> _WORK TO BE COMPLETED_:
Return each line of the records below that contains the string "foliage".

(Excerpts from location labeling data)
------------------------------

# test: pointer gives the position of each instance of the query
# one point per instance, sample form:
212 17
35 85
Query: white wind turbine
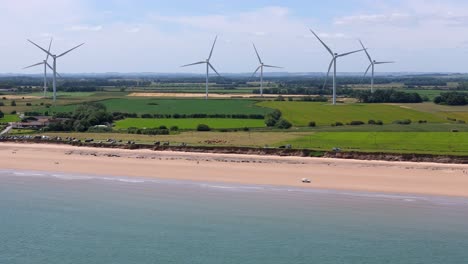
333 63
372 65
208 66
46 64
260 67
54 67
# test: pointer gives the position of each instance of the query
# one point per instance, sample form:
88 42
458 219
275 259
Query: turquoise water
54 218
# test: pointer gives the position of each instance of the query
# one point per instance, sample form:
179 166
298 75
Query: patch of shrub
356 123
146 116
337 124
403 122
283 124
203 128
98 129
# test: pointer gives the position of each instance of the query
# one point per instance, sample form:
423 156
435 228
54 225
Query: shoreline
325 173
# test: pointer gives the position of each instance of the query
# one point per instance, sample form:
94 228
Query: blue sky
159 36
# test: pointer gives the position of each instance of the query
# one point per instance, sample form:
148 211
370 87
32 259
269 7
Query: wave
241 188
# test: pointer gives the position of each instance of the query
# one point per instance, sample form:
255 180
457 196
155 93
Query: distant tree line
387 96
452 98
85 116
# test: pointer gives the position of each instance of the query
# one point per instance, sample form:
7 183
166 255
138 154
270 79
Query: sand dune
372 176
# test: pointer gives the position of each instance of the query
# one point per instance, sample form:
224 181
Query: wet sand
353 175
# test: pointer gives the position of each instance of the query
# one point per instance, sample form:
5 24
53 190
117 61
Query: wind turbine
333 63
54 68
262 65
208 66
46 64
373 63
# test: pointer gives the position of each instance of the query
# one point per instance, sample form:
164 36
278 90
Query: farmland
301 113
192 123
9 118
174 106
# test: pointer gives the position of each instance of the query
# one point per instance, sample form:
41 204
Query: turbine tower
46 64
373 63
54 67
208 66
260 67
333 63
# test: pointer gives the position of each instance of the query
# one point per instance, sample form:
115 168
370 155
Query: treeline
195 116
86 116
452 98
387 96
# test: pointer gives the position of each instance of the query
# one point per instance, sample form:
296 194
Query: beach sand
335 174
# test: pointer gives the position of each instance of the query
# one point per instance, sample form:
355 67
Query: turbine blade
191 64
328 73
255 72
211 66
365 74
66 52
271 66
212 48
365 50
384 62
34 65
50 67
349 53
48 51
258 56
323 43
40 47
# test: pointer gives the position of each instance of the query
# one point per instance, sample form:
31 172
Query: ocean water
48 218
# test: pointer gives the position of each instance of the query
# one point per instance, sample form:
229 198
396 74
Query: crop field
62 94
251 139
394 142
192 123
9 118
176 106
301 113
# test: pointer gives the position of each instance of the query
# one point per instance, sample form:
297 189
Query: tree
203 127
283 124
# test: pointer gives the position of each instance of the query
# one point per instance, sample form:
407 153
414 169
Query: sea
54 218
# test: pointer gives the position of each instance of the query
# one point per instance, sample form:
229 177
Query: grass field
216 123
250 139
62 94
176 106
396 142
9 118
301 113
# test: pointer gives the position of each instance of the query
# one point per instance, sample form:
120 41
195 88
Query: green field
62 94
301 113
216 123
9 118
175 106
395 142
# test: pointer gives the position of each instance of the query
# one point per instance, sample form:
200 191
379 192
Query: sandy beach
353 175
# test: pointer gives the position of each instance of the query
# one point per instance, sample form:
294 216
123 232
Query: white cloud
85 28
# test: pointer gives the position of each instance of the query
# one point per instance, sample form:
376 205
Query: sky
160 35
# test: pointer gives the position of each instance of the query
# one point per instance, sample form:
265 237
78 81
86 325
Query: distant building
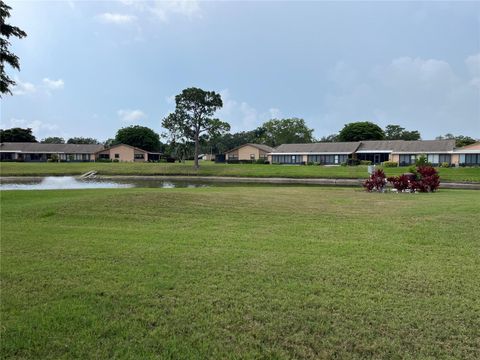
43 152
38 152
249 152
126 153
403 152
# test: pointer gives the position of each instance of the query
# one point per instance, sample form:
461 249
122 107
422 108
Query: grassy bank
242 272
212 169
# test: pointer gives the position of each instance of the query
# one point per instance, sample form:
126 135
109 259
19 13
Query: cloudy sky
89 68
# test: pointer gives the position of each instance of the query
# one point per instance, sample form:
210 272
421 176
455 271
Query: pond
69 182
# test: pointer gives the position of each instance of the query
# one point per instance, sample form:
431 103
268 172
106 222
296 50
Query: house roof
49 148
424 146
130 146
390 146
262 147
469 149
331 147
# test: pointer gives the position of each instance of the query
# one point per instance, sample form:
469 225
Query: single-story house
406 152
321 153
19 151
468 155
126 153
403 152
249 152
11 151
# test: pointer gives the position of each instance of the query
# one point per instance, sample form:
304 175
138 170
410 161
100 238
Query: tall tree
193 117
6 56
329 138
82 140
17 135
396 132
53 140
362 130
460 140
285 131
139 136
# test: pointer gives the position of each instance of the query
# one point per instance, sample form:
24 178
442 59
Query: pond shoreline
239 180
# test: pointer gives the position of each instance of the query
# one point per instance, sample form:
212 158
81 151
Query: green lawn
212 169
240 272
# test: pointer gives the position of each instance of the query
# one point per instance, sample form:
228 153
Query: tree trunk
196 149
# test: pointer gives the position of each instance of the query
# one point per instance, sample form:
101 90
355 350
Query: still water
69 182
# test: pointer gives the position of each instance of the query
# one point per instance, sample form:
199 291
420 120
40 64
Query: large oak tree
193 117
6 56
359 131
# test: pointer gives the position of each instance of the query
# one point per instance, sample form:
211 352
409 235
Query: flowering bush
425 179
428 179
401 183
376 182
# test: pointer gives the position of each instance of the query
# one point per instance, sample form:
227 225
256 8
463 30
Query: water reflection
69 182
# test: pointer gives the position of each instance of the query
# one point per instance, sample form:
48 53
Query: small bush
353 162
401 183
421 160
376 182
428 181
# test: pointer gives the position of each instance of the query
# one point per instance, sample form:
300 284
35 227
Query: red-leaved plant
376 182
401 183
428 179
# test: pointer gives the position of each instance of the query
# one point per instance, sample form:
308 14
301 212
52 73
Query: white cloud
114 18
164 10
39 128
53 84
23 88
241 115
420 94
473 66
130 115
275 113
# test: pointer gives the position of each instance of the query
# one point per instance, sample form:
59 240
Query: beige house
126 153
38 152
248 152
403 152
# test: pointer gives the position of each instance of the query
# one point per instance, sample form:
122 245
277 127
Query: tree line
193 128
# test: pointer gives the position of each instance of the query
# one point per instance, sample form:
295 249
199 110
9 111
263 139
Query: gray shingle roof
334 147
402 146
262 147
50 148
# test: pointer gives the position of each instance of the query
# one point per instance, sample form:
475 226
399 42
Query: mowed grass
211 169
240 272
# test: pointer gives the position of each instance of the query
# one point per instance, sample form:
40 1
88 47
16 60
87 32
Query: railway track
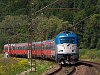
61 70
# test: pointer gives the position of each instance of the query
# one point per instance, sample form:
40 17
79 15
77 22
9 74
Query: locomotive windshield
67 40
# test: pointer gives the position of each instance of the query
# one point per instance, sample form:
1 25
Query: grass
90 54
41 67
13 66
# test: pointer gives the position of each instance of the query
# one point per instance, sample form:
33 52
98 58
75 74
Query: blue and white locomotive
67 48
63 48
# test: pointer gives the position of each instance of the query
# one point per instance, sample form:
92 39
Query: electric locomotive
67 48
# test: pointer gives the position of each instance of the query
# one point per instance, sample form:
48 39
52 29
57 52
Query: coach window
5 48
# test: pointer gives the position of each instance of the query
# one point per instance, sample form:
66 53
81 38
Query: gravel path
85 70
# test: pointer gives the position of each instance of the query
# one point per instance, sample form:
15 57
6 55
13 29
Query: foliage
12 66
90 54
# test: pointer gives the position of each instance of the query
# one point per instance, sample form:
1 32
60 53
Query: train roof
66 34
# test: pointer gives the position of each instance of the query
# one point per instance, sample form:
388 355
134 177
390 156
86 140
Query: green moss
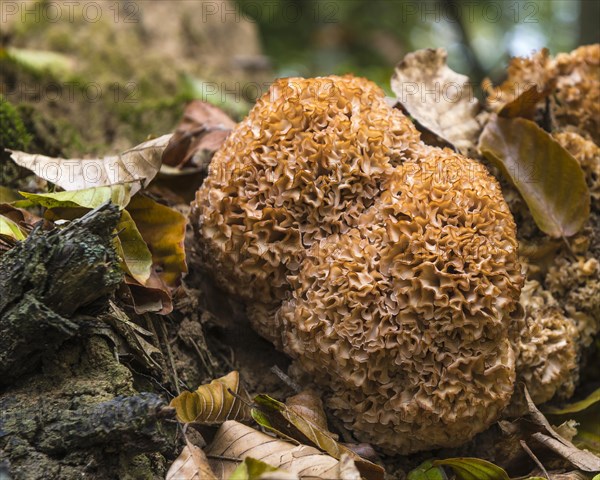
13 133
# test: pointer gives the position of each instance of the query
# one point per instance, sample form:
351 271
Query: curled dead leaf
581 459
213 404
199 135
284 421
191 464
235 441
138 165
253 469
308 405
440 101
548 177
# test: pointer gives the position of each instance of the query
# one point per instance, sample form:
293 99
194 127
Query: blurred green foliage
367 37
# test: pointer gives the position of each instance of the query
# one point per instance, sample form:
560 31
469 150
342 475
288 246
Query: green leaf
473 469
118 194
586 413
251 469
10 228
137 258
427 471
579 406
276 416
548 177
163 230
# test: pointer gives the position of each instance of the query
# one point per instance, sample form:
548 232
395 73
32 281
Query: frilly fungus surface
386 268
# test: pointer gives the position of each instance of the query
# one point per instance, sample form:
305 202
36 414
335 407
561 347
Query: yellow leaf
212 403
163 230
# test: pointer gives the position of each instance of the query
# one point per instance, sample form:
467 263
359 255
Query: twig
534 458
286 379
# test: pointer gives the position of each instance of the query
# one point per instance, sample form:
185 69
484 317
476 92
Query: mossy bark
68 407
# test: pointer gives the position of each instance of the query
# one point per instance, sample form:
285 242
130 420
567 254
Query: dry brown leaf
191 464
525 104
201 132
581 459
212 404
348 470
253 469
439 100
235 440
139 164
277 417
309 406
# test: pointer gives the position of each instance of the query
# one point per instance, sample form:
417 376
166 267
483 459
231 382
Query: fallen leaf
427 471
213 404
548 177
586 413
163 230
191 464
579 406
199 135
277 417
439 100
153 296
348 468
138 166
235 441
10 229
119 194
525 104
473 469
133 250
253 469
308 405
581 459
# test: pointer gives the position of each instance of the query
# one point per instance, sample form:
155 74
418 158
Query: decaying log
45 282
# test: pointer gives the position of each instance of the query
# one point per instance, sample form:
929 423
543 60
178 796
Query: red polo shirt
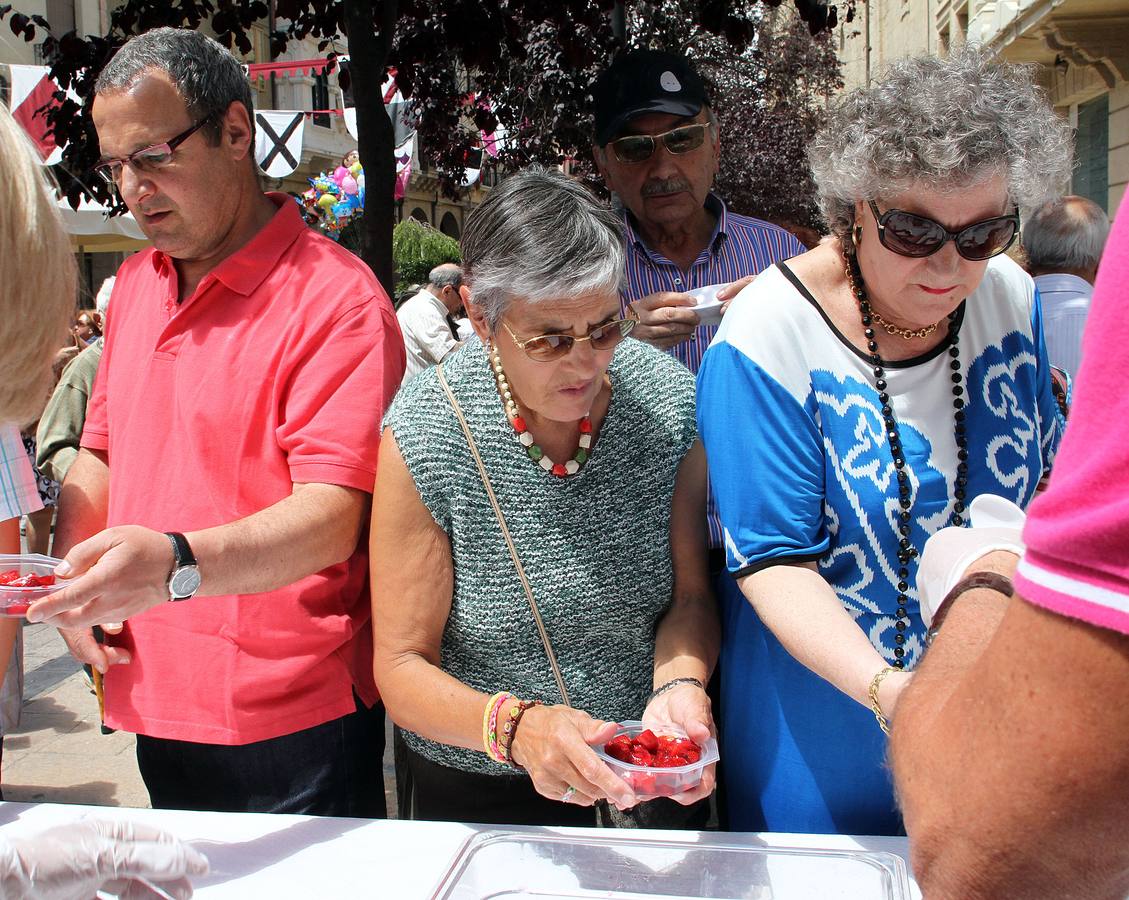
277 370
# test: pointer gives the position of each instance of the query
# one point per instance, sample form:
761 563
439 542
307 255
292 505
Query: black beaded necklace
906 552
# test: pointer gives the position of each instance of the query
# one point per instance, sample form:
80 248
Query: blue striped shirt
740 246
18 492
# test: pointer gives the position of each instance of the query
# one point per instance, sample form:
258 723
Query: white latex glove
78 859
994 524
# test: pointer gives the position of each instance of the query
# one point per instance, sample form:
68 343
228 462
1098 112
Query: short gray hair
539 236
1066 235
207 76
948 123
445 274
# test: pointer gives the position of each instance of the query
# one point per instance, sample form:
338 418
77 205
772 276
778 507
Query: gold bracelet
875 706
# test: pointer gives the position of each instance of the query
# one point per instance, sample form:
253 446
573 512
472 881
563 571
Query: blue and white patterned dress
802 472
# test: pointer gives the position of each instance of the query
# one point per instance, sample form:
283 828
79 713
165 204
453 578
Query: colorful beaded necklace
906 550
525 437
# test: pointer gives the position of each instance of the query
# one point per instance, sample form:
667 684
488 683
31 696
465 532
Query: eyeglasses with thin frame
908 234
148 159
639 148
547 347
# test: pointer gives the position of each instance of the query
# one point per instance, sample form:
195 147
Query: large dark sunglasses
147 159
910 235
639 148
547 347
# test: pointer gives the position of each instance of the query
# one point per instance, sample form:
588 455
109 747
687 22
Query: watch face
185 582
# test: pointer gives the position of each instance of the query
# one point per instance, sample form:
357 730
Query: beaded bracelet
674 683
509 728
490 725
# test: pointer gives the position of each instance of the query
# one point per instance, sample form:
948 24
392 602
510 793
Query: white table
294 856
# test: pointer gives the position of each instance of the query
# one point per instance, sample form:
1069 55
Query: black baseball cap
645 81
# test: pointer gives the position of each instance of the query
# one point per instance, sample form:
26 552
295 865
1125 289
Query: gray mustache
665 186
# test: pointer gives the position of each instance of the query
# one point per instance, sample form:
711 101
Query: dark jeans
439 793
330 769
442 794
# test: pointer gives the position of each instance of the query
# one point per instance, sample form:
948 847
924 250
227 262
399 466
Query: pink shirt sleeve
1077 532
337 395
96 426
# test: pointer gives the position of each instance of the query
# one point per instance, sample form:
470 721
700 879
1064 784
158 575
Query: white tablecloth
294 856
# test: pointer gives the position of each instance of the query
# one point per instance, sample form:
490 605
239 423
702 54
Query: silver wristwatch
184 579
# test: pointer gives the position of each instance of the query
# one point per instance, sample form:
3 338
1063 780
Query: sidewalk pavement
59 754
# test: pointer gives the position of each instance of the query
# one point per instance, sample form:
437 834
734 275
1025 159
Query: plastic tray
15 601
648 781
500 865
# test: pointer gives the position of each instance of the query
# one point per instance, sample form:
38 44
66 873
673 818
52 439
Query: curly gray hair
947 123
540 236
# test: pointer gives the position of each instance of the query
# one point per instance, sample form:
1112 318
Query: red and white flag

------------------------------

> _TASK RESPONSE_:
Query: foliage
Query: blurred green foliage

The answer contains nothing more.